Objectif: Parmi les lignes ci-dessous, extrayez toutes celles qui contiennent la chaîne « player ».

========================================

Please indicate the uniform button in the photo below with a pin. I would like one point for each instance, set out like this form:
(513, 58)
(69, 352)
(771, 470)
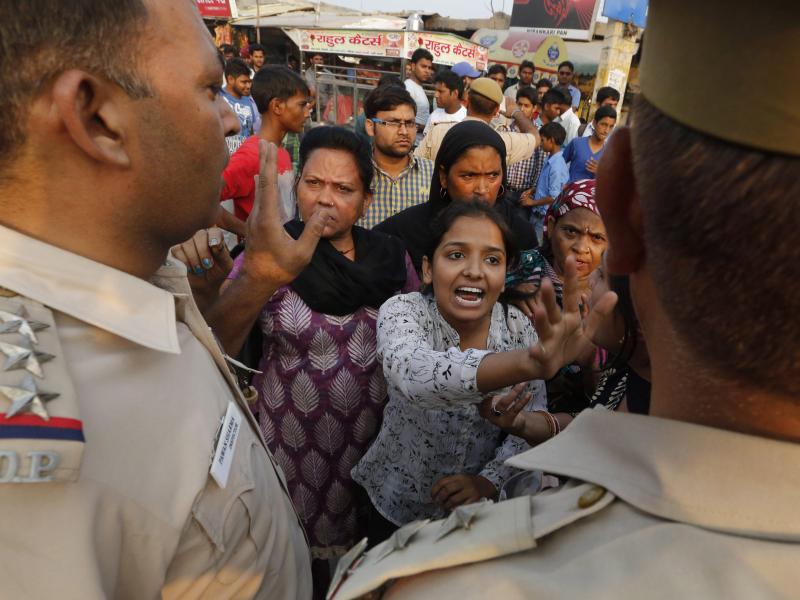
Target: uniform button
(250, 395)
(591, 496)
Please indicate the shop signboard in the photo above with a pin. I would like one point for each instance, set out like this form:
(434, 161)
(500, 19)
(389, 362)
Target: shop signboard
(217, 9)
(627, 11)
(447, 49)
(350, 41)
(568, 19)
(512, 47)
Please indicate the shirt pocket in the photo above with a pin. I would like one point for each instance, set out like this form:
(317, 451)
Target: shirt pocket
(230, 520)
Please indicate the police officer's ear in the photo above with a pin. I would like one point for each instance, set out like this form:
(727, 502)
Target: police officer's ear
(618, 201)
(92, 111)
(369, 127)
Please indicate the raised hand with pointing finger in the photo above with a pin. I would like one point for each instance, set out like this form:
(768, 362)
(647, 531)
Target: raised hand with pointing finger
(272, 257)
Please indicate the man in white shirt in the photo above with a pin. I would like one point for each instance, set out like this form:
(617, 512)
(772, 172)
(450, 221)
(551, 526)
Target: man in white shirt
(449, 89)
(566, 72)
(568, 119)
(420, 71)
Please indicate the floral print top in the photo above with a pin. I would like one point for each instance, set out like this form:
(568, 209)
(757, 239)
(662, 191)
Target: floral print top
(321, 395)
(431, 426)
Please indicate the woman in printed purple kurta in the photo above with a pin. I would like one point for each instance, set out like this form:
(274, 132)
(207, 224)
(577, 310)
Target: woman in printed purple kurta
(321, 389)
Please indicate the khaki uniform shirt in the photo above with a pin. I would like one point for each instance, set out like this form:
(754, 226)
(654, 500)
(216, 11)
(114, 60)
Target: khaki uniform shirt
(671, 510)
(121, 504)
(519, 146)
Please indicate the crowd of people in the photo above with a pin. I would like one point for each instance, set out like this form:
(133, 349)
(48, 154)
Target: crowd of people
(428, 330)
(419, 301)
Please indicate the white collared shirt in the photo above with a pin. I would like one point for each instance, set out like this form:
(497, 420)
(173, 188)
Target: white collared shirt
(571, 124)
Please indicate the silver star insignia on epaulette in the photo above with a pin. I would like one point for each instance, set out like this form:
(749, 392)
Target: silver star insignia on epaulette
(461, 518)
(21, 323)
(27, 398)
(344, 565)
(20, 357)
(400, 538)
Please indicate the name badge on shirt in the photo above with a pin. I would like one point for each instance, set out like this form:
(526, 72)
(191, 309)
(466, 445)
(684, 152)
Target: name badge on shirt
(226, 445)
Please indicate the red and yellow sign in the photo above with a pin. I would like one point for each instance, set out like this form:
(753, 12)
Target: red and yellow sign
(447, 49)
(216, 9)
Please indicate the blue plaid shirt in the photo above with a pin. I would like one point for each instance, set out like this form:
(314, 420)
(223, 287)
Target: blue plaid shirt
(390, 196)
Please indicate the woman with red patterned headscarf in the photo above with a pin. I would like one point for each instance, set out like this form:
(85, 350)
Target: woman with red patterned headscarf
(573, 227)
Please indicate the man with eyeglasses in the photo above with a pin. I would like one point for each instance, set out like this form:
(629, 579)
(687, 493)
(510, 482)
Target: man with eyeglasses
(401, 179)
(566, 71)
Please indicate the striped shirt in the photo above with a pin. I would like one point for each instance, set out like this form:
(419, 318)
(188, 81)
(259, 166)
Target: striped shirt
(392, 195)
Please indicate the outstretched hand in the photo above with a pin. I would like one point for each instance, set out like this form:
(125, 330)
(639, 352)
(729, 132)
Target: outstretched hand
(565, 334)
(273, 257)
(503, 410)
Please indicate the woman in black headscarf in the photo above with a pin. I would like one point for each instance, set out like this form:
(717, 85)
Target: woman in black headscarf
(470, 165)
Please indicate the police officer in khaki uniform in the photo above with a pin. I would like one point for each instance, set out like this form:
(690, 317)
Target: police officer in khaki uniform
(698, 500)
(130, 465)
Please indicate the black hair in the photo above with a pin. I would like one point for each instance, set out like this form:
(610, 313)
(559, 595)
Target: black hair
(276, 82)
(390, 79)
(451, 81)
(554, 131)
(454, 211)
(530, 93)
(236, 67)
(620, 284)
(605, 111)
(563, 90)
(419, 54)
(605, 93)
(497, 68)
(481, 105)
(334, 137)
(387, 97)
(552, 96)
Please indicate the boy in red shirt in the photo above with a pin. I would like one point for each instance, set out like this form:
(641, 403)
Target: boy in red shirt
(283, 99)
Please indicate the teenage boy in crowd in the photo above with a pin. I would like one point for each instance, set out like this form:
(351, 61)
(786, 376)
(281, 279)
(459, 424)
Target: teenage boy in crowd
(421, 71)
(551, 181)
(606, 96)
(258, 56)
(401, 179)
(566, 72)
(282, 98)
(449, 90)
(468, 74)
(237, 94)
(521, 174)
(551, 103)
(568, 119)
(526, 71)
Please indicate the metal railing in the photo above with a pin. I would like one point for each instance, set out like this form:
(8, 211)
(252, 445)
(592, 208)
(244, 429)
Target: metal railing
(341, 92)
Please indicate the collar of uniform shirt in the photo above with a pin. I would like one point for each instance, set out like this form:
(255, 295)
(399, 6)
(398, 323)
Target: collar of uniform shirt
(89, 291)
(712, 478)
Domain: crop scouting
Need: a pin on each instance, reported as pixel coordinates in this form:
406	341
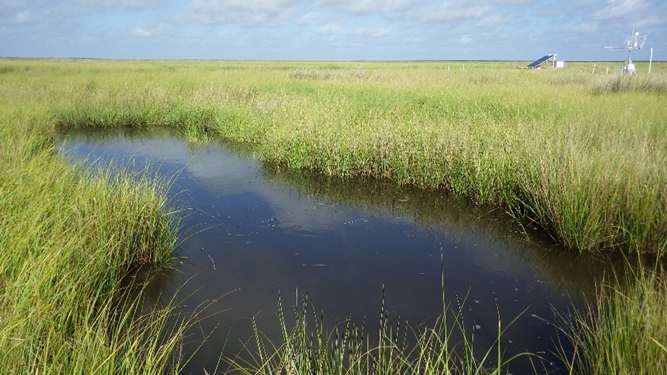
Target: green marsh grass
582	155
447	347
624	332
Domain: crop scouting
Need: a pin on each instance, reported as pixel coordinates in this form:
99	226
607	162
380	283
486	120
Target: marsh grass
309	347
72	242
581	157
623	332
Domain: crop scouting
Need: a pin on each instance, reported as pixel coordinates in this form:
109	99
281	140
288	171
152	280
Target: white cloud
619	8
121	4
451	11
313	18
386	7
244	12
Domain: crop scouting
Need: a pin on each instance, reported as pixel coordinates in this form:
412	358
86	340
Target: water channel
251	230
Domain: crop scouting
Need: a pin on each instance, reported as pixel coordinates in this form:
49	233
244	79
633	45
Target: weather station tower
636	41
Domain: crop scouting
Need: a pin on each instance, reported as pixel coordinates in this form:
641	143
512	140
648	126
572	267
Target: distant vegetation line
579	154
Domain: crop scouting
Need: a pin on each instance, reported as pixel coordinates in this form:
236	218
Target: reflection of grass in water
578	274
554	147
582	159
73	243
445	348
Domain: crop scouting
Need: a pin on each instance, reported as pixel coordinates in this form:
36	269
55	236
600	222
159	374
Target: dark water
252	230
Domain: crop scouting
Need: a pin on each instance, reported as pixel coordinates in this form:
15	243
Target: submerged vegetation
582	155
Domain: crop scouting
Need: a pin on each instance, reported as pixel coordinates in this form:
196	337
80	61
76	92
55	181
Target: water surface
251	231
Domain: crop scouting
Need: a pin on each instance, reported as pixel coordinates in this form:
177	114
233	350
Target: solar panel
539	61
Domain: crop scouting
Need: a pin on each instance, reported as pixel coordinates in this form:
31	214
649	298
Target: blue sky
577	30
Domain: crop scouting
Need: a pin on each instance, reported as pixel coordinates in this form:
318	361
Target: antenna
636	41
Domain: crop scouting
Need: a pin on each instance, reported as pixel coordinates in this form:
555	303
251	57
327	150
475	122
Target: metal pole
650	61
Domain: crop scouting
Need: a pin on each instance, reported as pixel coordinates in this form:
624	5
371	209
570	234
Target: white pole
650	61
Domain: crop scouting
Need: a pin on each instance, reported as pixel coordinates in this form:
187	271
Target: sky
576	30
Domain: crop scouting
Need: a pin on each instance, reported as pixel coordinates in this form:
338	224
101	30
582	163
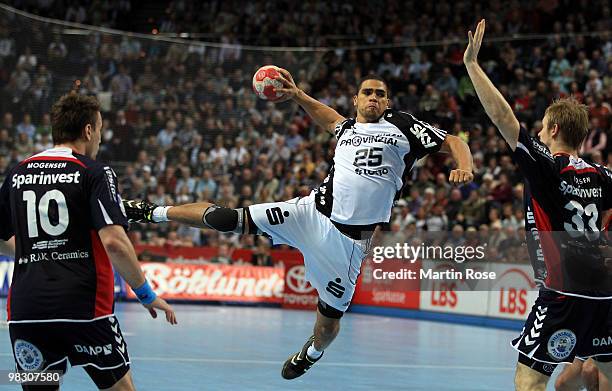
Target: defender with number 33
565	200
332	227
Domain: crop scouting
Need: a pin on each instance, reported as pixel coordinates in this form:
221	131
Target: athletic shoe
299	363
139	211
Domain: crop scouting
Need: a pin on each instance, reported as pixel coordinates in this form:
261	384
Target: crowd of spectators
182	124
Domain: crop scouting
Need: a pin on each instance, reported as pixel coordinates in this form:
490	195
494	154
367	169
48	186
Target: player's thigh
528	379
570	379
99	347
591	376
552	330
286	222
38	347
604	367
332	268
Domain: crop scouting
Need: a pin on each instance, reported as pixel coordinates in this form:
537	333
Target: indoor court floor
226	348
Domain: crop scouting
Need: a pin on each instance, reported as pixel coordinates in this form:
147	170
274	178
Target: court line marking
330	364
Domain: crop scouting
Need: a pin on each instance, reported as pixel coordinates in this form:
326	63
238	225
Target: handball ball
264	82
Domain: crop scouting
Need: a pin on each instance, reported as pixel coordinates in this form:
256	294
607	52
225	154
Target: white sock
313	353
160	214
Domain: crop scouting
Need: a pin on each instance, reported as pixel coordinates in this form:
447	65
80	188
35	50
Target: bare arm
8	247
190	214
123	257
460	152
323	115
492	100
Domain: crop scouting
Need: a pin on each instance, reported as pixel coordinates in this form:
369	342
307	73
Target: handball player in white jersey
332	226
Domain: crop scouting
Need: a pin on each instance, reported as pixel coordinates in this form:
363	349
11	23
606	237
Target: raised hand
474	42
459	177
161	304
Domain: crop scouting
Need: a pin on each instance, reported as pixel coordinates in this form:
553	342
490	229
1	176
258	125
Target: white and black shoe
299	363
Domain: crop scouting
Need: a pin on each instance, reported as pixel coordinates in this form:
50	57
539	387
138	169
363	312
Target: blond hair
572	117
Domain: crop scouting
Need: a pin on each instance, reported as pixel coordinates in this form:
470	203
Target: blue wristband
144	293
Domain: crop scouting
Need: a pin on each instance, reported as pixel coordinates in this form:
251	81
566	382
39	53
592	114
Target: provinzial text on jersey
358	140
566	188
45	179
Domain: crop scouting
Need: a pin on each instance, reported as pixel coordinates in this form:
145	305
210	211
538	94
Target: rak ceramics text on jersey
370	164
54	203
565	200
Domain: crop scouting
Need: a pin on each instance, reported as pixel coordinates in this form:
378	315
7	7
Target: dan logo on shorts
28	356
561	344
276	215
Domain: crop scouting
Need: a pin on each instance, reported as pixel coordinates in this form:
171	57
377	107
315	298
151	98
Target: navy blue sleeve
6	220
104	198
533	158
424	138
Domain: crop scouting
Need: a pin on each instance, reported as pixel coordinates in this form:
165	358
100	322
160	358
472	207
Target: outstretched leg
325	331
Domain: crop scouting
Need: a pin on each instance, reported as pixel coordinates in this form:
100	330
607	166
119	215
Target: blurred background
181	123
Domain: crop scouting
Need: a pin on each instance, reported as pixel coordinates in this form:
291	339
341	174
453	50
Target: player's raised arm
460	152
492	100
323	115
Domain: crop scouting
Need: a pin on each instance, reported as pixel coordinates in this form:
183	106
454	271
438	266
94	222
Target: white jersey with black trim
370	162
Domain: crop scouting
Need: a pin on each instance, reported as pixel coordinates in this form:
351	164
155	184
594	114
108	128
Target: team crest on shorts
561	344
28	356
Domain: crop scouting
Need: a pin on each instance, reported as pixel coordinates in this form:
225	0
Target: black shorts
97	346
561	328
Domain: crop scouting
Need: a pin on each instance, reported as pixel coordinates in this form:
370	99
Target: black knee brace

========================================

Résultat de l'exercice:
Target: player's thigh
Target: handball player in white jersey
Target: player's raised arm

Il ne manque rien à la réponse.